---------- Task input

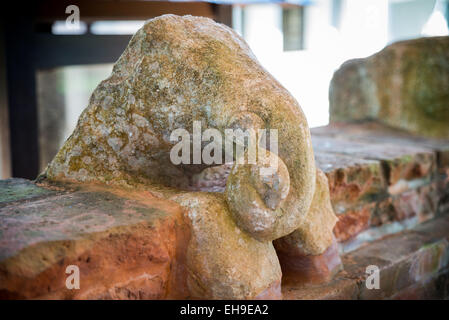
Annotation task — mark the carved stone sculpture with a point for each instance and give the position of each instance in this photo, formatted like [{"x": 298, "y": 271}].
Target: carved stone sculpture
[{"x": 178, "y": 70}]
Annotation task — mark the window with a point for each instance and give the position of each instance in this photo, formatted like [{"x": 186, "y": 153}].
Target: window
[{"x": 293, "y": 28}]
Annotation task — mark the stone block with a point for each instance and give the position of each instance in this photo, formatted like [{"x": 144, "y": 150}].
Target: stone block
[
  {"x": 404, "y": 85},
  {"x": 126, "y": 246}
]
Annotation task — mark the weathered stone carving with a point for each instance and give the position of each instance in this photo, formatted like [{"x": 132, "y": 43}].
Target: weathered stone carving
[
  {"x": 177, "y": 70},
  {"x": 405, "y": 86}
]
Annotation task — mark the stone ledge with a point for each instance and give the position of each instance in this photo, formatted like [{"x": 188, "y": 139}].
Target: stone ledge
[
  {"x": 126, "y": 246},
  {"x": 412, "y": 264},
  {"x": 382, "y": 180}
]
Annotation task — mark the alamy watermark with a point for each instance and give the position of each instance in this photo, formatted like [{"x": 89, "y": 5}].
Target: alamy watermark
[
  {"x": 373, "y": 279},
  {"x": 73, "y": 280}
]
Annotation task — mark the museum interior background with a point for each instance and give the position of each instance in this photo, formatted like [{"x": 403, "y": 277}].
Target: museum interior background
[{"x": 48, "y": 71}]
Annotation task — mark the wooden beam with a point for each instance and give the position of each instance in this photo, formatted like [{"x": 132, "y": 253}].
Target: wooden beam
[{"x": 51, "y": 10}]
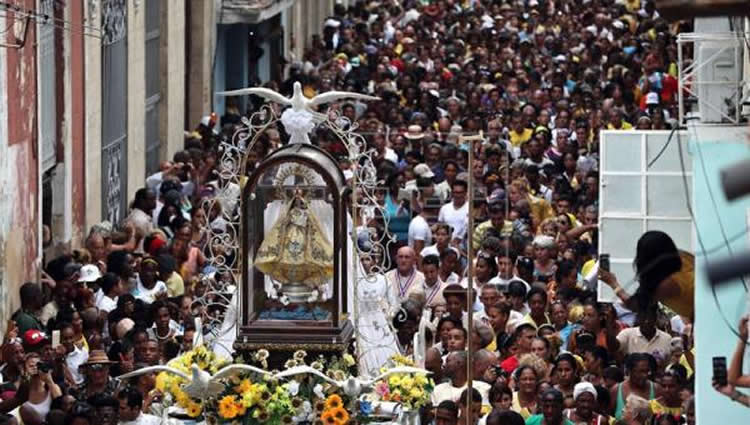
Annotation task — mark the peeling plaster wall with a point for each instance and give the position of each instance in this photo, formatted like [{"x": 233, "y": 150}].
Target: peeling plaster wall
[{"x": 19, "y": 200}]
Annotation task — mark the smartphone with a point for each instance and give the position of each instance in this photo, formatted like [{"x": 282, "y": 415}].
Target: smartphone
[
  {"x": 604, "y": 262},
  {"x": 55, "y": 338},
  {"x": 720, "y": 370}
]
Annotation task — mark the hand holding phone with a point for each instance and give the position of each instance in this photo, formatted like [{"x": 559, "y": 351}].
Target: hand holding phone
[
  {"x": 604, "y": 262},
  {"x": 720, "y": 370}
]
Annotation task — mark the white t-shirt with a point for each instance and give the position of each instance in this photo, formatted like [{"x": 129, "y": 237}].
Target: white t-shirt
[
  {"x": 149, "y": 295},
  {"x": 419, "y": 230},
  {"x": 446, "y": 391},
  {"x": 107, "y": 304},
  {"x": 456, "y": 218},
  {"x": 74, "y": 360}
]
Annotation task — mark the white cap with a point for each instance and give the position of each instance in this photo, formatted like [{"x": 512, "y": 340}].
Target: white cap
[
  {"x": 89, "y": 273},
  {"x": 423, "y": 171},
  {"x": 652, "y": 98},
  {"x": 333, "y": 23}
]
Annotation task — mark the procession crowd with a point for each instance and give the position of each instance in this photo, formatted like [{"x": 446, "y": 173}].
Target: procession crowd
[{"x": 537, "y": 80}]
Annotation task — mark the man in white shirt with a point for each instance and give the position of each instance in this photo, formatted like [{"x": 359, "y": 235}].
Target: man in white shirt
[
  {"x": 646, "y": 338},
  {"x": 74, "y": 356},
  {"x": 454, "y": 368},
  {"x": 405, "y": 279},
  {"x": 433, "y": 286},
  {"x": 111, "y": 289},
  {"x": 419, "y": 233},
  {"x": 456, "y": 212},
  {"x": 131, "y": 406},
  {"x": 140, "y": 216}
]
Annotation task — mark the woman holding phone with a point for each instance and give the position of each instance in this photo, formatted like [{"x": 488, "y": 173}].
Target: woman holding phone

--------------------

Task statement: Return each line of the data, keeping its wording exact and omitting pictures.

Output:
Annotation task — mark the carved stone sculpture with a point for each instance and give the position of each instance in this photo, formatted like [{"x": 298, "y": 271}].
Target: carved stone sculpture
[{"x": 178, "y": 70}]
Annotation task — mark the window with a point for each instance and give the position of each instance in this photo, formatted like [{"x": 186, "y": 153}].
Target: window
[{"x": 293, "y": 28}]
Annotation task — mark the stone block with a point for each instance and give the position of each instance in this photo, formatted like [{"x": 144, "y": 150}].
Target: stone block
[
  {"x": 404, "y": 85},
  {"x": 126, "y": 246}
]
Annotation task — mark the weathered stone carving with a point for each instance and give the position of each instance in this photo, formatted like [{"x": 132, "y": 43}].
Target: weathered stone carving
[
  {"x": 177, "y": 70},
  {"x": 405, "y": 86}
]
Annotation task — mark the stone ledge with a point for each instance and give the position of each instance in this photo, formatted like [{"x": 188, "y": 139}].
Target: stone ledge
[
  {"x": 126, "y": 246},
  {"x": 412, "y": 264},
  {"x": 382, "y": 180}
]
Annotation task — mark the alamy watermark with a point for each instance and give the position of each instance in this photo, formatted like [{"x": 89, "y": 5}].
Target: alamy watermark
[
  {"x": 373, "y": 279},
  {"x": 73, "y": 280}
]
Annotation task — mark the museum interior background with a point for each instance and give the position of each instance in this photo, formatted like [{"x": 403, "y": 277}].
Target: museum interior background
[{"x": 48, "y": 71}]
Annotation task — mark the wooden beam with a point for each instance and give the position of each instance in this photo, formatted like [{"x": 132, "y": 253}].
Target: wooden beam
[{"x": 51, "y": 10}]
Annotation task — mark the peeling plaster wall with a point for each instance and give the position of each instance in this photo, formatted like [{"x": 233, "y": 150}].
Target: peeling plaster wall
[{"x": 19, "y": 200}]
Annotation task — mark the smartphone with a point for each instance and give the position of each instance in this photo, formatted like [{"x": 282, "y": 415}].
Target: smartphone
[
  {"x": 604, "y": 262},
  {"x": 55, "y": 338},
  {"x": 720, "y": 370}
]
Annotation task — mark the hand holding phone with a point for each instance and give the position of each instance in this photo, formatted like [{"x": 559, "y": 351}].
Target: hand holding phone
[
  {"x": 604, "y": 262},
  {"x": 720, "y": 370}
]
Annotation task — mark the white t-shirt with a point for each instance and give the position of each instance in this photo, formatted like [{"x": 129, "y": 237}].
Target: white t-shirt
[
  {"x": 149, "y": 295},
  {"x": 419, "y": 230},
  {"x": 446, "y": 391},
  {"x": 107, "y": 304},
  {"x": 456, "y": 218},
  {"x": 74, "y": 360}
]
Annotation task — mark the white cap with a point for each instance and give the position of each instance in this photo, formatted like [{"x": 512, "y": 340}].
Target: white cap
[
  {"x": 89, "y": 273},
  {"x": 423, "y": 171},
  {"x": 652, "y": 98},
  {"x": 333, "y": 23}
]
Annotation task — mark the procession crowd with a point for each instance and give the position of each instance in this photo, formatted like [{"x": 446, "y": 173}].
Target: procession crowd
[{"x": 537, "y": 80}]
Annotation task — mark the man in white shirt with a point for each instance and give the position of each instance in this photo, formatted like [{"x": 359, "y": 235}].
Target: man in white shirt
[
  {"x": 646, "y": 338},
  {"x": 74, "y": 356},
  {"x": 454, "y": 368},
  {"x": 405, "y": 279},
  {"x": 433, "y": 286},
  {"x": 111, "y": 289},
  {"x": 419, "y": 233},
  {"x": 456, "y": 212},
  {"x": 131, "y": 406},
  {"x": 140, "y": 216}
]
Annotation task — mark the woman holding phone with a point for each instance and give the position of each instance in this photo, formatted like [{"x": 488, "y": 173}].
Target: woman holding phone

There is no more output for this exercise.